• [Quoted text]
<<<<
B. The Fall of Chamdo
As mentioned above, the former and the new Governor of Kham differed in their military and political strategies. After Lhalu left Chamdo, Ngabo stressed initiating peace negotiations with the Chinese, and ignored military preparations. He withdrew all the mountaintop watchposts in and around Chamdo, as if they were not needed.  With the view to opening communication with the Chinese and to discourage their offensive on the Tibetan border, he sent Yeshe Dargye and Pomda Rabga from Markham and Yuga from Denkok to [Kangding]. But as the Chinese had already started attacking the border and Tibetan forces had suffered heavy defeats and lost large areas to the Chinese, dialogue was left at that. Before the arrival of the Liberation Army in Chamdo, Ngabo decided to shift his headquarters temporarily to Lho Dzong, and on the 9th day of the 8th (Tibetan) month of the Iron-Tiger year [1950], he and his entourage hurriedly left Chamdo. 
 
     At Lamda, he heard that the Chinese troops from Pasho and Riwoche had arrived in Lagong Ngenda and cut off the escape route. His group then spent the night at Drugu monastery. After general discussion, it was decided to send Khenchung Samkhar Tubten Donyo and Tsedron Tsatrultsang Lobsang Gyaltsen to Chamdo.
>>>>
• [Records shown]
<<<<
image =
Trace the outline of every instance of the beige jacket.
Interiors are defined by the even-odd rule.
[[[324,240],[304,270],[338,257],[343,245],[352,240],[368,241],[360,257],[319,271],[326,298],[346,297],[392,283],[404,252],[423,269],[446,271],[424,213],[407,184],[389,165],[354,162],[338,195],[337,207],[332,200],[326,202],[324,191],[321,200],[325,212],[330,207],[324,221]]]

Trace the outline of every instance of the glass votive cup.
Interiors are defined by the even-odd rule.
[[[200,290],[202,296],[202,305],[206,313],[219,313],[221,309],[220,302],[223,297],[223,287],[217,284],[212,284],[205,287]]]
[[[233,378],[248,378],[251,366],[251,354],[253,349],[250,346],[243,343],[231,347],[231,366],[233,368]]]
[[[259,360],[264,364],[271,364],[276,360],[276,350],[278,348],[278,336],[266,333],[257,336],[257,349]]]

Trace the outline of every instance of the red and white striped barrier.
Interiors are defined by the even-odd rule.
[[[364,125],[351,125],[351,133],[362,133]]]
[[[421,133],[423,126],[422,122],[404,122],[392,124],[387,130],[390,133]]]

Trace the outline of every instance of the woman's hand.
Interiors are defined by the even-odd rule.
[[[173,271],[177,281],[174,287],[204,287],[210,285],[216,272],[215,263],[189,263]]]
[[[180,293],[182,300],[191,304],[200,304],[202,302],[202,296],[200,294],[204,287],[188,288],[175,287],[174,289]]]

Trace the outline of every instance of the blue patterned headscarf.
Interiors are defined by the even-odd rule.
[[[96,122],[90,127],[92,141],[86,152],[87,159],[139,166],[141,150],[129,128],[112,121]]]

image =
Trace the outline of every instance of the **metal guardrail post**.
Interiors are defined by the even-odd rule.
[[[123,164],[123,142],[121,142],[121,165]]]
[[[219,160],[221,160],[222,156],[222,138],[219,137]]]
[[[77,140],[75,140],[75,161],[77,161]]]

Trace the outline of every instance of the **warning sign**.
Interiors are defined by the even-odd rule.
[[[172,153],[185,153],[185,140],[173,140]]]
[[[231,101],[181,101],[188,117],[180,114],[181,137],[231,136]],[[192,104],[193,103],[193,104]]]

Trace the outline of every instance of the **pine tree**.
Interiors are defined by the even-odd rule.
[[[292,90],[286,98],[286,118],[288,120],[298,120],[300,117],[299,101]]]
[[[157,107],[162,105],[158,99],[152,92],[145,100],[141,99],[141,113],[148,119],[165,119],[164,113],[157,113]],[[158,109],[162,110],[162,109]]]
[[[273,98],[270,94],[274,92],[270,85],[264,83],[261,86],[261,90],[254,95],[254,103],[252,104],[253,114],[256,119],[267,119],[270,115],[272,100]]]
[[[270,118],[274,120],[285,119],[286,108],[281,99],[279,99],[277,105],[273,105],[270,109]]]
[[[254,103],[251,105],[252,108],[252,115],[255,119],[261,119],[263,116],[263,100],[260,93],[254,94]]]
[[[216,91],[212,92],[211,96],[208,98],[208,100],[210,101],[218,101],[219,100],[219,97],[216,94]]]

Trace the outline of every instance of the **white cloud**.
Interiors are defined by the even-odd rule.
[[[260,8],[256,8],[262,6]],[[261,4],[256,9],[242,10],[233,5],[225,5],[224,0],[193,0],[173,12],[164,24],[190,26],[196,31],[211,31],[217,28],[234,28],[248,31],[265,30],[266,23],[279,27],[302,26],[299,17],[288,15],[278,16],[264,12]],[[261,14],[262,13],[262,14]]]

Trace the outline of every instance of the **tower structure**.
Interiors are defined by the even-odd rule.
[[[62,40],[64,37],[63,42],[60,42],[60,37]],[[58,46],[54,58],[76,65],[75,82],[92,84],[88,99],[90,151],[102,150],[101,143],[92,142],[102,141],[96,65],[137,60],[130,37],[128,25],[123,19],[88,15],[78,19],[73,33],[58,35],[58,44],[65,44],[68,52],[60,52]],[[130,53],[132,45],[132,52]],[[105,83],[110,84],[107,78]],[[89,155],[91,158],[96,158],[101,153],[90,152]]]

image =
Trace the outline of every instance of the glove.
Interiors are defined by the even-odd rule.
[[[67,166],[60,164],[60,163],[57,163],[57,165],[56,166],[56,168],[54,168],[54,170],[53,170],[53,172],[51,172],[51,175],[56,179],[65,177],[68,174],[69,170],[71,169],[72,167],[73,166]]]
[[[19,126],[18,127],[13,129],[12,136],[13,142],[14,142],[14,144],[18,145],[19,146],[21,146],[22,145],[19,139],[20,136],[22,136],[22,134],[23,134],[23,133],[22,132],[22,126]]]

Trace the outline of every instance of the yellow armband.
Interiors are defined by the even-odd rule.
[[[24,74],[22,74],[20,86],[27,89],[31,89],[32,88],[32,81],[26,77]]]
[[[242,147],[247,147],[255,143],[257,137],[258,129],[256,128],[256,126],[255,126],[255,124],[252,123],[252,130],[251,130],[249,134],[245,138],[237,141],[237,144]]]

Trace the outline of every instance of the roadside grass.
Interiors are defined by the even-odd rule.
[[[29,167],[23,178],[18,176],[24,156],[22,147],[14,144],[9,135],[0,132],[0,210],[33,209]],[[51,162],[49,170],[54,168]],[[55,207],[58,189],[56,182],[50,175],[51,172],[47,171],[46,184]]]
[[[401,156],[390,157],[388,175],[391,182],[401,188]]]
>>>>
• [Problem A]
In the passage on the fall of Chamdo, where did Ngabo decide to move his headquarters for a time?
• [Problem B]
Pick up the passage on the fall of Chamdo after its last sentence and carry it forward.

• [Exercise answer A]
Lho Dzong.

• [Exercise answer B]
 
“When we arrived at Dramdo, we met some PLA scouts based in Lamda. They took us there and introduced us to an officer named Xinggung, a tall, lean young man with a calm temperament.  He was the commander of the PLA unit that came from Xining through Kyegudo. He asked why we had come. We replied, as if we had the authority,
“The governor of Kham sent two of us to the base at Chamdo to talk with the PLA, but on the way, we met these men who brought us here.  We have deployed only a very small number of defence troops along the borders in the hope of reconciliation with China through peaceful negotiation. However, the Chinese suddenly launched massive attacks on Tibetan border areas, scaring the Governor and his aides-de-camp, who had to shift their headquarters to Lagong Ngenda. Though he wished to talk with the commanders of the nearest PLA camp, it was night time, he could not do so, and he is now staying at Drugu monastery. If you wish to hold a peaceful negotiation on the terms of basic Sino-Tibetan cooperation, promise that PLA troops will not move further into Tibet from Chamdo, and we will inform our government.”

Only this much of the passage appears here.